◆ YOUR TASK ◆
Set down the entries once more, exactly as they are written.

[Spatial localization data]
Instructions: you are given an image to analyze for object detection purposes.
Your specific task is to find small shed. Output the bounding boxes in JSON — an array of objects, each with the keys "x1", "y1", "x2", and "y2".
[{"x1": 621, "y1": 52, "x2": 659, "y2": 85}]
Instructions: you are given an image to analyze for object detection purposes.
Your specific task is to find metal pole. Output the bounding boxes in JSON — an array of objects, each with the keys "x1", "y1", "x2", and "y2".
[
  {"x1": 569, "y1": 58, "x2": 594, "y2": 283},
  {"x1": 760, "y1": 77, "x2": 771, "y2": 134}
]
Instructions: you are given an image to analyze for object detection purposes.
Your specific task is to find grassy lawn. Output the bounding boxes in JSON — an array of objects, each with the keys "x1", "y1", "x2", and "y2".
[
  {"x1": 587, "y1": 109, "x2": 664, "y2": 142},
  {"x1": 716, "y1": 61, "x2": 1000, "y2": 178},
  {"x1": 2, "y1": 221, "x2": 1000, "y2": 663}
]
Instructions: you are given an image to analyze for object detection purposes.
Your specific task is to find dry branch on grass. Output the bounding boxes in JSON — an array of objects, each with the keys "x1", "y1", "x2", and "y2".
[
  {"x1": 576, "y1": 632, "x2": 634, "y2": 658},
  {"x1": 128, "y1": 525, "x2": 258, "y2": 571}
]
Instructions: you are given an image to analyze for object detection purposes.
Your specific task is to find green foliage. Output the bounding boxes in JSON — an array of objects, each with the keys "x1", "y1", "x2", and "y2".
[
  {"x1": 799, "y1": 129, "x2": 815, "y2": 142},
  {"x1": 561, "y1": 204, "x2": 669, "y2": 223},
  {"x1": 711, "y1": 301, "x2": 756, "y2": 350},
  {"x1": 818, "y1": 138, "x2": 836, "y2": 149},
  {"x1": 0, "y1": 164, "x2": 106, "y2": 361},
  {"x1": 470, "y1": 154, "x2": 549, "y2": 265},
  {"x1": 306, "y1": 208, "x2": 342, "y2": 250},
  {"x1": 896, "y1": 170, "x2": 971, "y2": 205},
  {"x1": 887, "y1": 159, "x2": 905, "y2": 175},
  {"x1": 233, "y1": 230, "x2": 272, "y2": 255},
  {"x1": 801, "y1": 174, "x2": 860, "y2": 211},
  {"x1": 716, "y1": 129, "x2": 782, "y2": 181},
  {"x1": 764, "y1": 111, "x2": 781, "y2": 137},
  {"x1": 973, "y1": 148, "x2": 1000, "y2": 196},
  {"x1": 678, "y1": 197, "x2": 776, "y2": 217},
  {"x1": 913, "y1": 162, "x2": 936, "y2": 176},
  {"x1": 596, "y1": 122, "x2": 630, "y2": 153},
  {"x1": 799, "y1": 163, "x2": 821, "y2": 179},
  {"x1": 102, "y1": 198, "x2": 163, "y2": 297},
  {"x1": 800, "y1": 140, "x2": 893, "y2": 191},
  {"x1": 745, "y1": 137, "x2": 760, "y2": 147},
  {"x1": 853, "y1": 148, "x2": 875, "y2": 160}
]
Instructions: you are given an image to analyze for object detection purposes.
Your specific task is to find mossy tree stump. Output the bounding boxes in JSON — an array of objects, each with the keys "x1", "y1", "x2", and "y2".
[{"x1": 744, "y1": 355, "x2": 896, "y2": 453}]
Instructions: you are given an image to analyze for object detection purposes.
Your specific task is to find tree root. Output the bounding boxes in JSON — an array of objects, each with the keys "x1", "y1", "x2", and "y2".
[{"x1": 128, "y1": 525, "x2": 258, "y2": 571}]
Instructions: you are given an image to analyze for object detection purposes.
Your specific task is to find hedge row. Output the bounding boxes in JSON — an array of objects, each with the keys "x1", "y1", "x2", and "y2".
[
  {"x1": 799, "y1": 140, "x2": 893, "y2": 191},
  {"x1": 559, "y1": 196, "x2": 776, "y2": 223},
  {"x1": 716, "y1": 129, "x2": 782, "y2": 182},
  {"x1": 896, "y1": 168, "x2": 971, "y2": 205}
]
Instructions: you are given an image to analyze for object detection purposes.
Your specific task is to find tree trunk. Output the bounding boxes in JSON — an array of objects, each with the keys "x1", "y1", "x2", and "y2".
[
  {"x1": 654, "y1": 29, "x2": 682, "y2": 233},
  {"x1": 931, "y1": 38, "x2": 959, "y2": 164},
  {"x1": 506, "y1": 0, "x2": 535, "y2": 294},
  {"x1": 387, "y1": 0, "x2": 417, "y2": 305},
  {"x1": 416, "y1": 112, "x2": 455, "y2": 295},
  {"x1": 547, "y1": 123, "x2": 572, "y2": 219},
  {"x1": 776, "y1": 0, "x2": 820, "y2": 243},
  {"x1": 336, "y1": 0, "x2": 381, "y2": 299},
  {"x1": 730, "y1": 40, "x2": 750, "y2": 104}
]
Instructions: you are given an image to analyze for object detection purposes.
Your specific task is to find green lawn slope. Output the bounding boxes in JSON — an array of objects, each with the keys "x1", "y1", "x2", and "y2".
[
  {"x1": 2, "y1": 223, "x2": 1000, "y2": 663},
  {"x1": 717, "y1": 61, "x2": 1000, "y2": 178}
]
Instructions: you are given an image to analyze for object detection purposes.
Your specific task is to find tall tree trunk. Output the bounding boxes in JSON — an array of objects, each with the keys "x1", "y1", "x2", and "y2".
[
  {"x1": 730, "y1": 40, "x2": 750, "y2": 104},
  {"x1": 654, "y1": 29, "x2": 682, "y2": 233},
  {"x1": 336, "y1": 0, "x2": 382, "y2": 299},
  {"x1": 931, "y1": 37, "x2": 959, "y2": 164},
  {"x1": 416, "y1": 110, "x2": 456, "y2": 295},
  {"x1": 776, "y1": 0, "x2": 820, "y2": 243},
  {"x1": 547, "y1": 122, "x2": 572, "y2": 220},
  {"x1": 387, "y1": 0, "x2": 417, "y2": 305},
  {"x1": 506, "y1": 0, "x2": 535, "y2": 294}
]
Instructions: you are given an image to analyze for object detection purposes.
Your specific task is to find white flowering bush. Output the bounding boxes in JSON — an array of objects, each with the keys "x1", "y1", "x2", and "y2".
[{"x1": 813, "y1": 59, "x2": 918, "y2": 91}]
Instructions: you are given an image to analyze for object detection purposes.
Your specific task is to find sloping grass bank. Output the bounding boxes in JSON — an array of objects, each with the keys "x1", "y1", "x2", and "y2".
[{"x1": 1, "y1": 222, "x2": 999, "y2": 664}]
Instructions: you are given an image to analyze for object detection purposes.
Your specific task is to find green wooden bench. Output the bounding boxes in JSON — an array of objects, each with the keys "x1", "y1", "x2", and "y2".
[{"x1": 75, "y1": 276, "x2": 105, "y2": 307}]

◆ RESPONSE AREA ◆
Instructions: you are given an image to analyze for object detection purposes.
Your specific task is to find small shed. Output the bounding boxes in JSON — an array of objects, each with the keys "x1", "y1", "x2", and "y2".
[{"x1": 621, "y1": 52, "x2": 659, "y2": 85}]
Instructions: you are given an image to analyze for object detection purposes.
Your specific task is to find metal pole. Output the bounding boxes in JSON — an array of objects, each with the keys "x1", "y1", "x2", and "y2".
[
  {"x1": 569, "y1": 58, "x2": 594, "y2": 283},
  {"x1": 760, "y1": 77, "x2": 771, "y2": 134}
]
Instructions: you are given an image to analyze for object detection purposes.
Your specific task is to find grassy lawn. Output the bounding boxes in JSON — an array of objects, each with the keys "x1", "y1", "x2", and "y2".
[
  {"x1": 587, "y1": 109, "x2": 664, "y2": 142},
  {"x1": 716, "y1": 61, "x2": 1000, "y2": 178},
  {"x1": 2, "y1": 221, "x2": 1000, "y2": 663}
]
Instructions: you are given an image to analyze for object detection purposes.
Your specific task is to find dry branch on grass. Output the bounding boxes in JSON — an array of objects, each with the keys "x1", "y1", "x2", and "y2".
[
  {"x1": 576, "y1": 632, "x2": 634, "y2": 658},
  {"x1": 128, "y1": 525, "x2": 258, "y2": 571}
]
Instructions: you are given an image to analyze for object detection purposes.
Your specific task is to find green foliage. Output the bounding boxes in JSON — an array of objects, each with the keys "x1", "y1", "x2", and "y2".
[
  {"x1": 799, "y1": 129, "x2": 815, "y2": 142},
  {"x1": 561, "y1": 204, "x2": 669, "y2": 223},
  {"x1": 711, "y1": 301, "x2": 756, "y2": 350},
  {"x1": 818, "y1": 138, "x2": 836, "y2": 149},
  {"x1": 0, "y1": 164, "x2": 106, "y2": 361},
  {"x1": 470, "y1": 154, "x2": 549, "y2": 265},
  {"x1": 306, "y1": 208, "x2": 342, "y2": 250},
  {"x1": 896, "y1": 170, "x2": 971, "y2": 205},
  {"x1": 887, "y1": 159, "x2": 905, "y2": 175},
  {"x1": 233, "y1": 230, "x2": 272, "y2": 255},
  {"x1": 801, "y1": 174, "x2": 860, "y2": 211},
  {"x1": 716, "y1": 129, "x2": 782, "y2": 181},
  {"x1": 764, "y1": 111, "x2": 781, "y2": 137},
  {"x1": 973, "y1": 148, "x2": 1000, "y2": 196},
  {"x1": 678, "y1": 197, "x2": 776, "y2": 217},
  {"x1": 913, "y1": 162, "x2": 936, "y2": 176},
  {"x1": 596, "y1": 122, "x2": 630, "y2": 153},
  {"x1": 799, "y1": 163, "x2": 821, "y2": 179},
  {"x1": 102, "y1": 198, "x2": 163, "y2": 297},
  {"x1": 800, "y1": 140, "x2": 893, "y2": 191},
  {"x1": 745, "y1": 137, "x2": 760, "y2": 147},
  {"x1": 853, "y1": 148, "x2": 875, "y2": 160}
]
Instructions: you are given an image to analyze for object detection purposes.
Your specific task is to find mossy tree stump. Output the bounding boxes in JSON — an array of objects, each with the keys "x1", "y1", "x2", and "y2".
[{"x1": 744, "y1": 355, "x2": 896, "y2": 453}]
Instructions: you are given an image to analyze for object detection purposes.
Your specific task is to find tree root. Output the bounding boxes in JSON — an array of objects, each with the keys "x1", "y1", "x2", and "y2".
[{"x1": 128, "y1": 525, "x2": 258, "y2": 571}]
Instructions: you are given an image to analyze for object detection purposes.
Your specific task is to find hedge row. Output the bounding boxes in JSON — an array of objects, each with the keys "x1", "y1", "x2", and "y2".
[
  {"x1": 799, "y1": 140, "x2": 893, "y2": 191},
  {"x1": 559, "y1": 196, "x2": 776, "y2": 223},
  {"x1": 716, "y1": 129, "x2": 782, "y2": 182},
  {"x1": 896, "y1": 168, "x2": 971, "y2": 205}
]
Instructions: you are given an image to analyze for object detection purposes.
Your specific task is to find tree trunk. Output the bounding boxes in JSON — an array of objects, each with the keys "x1", "y1", "x2", and "y2".
[
  {"x1": 654, "y1": 29, "x2": 682, "y2": 233},
  {"x1": 931, "y1": 38, "x2": 959, "y2": 164},
  {"x1": 506, "y1": 0, "x2": 535, "y2": 294},
  {"x1": 387, "y1": 0, "x2": 417, "y2": 305},
  {"x1": 416, "y1": 112, "x2": 455, "y2": 295},
  {"x1": 547, "y1": 123, "x2": 572, "y2": 219},
  {"x1": 776, "y1": 0, "x2": 820, "y2": 243},
  {"x1": 336, "y1": 0, "x2": 381, "y2": 299},
  {"x1": 730, "y1": 40, "x2": 750, "y2": 104}
]
Instructions: you are given an image to analyze for object detection purposes.
Your specific task is to find green lawn slope. Output the bounding boxes in JSON — an array of objects, each with the keys "x1", "y1", "x2", and "y2".
[
  {"x1": 2, "y1": 223, "x2": 1000, "y2": 663},
  {"x1": 717, "y1": 61, "x2": 1000, "y2": 178}
]
Instructions: you are given an image to analyze for object detection purposes.
Your specific task is to find tall tree trunk. Output the bounding boxes in JSON — an array of objects, each with the keys "x1", "y1", "x2", and "y2".
[
  {"x1": 730, "y1": 40, "x2": 750, "y2": 104},
  {"x1": 654, "y1": 29, "x2": 682, "y2": 233},
  {"x1": 336, "y1": 0, "x2": 382, "y2": 299},
  {"x1": 931, "y1": 37, "x2": 959, "y2": 164},
  {"x1": 416, "y1": 110, "x2": 456, "y2": 295},
  {"x1": 776, "y1": 0, "x2": 820, "y2": 243},
  {"x1": 547, "y1": 122, "x2": 572, "y2": 220},
  {"x1": 387, "y1": 0, "x2": 417, "y2": 305},
  {"x1": 506, "y1": 0, "x2": 535, "y2": 294}
]
Instructions: you are given an image to analyze for object detection purposes.
Your specific task is to find white flowering bush. Output the bounding boxes in JSON — an array of objects, each with the keys "x1", "y1", "x2", and "y2".
[{"x1": 813, "y1": 59, "x2": 918, "y2": 91}]
Instructions: you are given an image to analyze for object detection purposes.
Your specific task is to find sloping grass bank. Output the bounding boxes in JSON — an array of objects, each with the keys "x1", "y1", "x2", and "y2".
[{"x1": 1, "y1": 222, "x2": 999, "y2": 664}]
Instructions: you are given an image to analyze for object detection purposes.
Your specific task is to find green wooden bench. Output the bounding boxes in JSON — an array of objects, each with the keys "x1", "y1", "x2", and "y2".
[{"x1": 75, "y1": 276, "x2": 105, "y2": 307}]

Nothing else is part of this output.